> EXERCISE DETAILS: Copy out the records below word for word, starting with the line that contains "Detect watch strap." and going on through the line that contains "762 663 806 691", and nothing else.

> DATA IN THIS EXERCISE:
⁂
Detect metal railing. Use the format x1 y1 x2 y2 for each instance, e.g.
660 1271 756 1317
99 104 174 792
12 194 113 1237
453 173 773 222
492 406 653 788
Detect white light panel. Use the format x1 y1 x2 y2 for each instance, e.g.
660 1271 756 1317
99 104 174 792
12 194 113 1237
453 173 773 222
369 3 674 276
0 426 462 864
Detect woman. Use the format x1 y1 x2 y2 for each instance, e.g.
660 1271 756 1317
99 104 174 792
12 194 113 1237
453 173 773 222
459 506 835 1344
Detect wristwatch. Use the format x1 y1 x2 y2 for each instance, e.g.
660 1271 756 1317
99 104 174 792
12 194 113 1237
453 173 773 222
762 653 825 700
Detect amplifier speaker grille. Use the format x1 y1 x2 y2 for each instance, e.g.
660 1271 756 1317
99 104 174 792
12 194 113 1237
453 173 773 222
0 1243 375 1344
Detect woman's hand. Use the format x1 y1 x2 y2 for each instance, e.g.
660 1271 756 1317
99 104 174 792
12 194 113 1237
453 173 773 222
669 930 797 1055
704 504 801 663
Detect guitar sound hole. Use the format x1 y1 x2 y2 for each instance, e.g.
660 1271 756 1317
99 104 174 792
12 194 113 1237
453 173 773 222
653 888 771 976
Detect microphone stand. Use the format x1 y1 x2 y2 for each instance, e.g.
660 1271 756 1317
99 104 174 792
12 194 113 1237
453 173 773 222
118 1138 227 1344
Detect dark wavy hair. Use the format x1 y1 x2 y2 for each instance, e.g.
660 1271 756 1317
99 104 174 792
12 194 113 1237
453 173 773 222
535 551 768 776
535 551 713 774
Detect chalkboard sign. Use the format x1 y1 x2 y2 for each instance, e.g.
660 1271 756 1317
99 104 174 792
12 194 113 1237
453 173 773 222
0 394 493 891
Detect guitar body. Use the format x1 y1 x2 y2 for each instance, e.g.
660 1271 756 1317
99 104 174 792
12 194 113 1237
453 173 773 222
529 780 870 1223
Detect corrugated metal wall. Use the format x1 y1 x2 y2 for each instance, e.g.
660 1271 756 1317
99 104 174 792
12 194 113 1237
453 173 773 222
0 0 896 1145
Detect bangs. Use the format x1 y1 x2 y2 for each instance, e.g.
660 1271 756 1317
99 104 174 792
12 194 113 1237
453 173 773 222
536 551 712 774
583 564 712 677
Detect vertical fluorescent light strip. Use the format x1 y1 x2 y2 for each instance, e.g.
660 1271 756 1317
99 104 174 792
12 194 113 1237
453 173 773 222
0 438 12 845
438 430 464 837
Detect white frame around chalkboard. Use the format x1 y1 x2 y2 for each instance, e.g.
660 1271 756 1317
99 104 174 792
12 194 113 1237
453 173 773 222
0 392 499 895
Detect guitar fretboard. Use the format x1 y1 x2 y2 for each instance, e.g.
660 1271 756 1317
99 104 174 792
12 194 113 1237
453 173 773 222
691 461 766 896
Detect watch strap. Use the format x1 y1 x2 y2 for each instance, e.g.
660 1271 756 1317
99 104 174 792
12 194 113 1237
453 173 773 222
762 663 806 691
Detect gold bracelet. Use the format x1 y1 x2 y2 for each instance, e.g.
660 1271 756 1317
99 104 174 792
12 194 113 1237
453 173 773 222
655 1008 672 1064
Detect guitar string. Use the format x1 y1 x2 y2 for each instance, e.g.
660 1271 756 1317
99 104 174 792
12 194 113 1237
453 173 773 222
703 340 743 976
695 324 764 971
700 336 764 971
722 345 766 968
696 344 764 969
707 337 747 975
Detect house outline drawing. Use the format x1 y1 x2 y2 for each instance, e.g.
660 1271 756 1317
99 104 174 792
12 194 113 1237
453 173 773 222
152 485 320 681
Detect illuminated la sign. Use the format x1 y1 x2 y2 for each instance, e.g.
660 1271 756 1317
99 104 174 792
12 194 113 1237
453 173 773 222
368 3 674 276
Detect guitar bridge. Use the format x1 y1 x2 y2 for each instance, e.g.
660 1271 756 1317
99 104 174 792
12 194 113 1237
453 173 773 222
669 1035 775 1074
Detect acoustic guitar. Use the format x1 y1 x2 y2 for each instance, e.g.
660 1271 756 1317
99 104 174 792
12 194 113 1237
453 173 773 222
⁂
> IN RESPONSE:
Detect watch strap. Use the format x1 y1 x2 y2 for each instance, e.g.
660 1271 756 1317
99 104 174 792
12 194 113 1237
453 173 773 222
762 663 806 691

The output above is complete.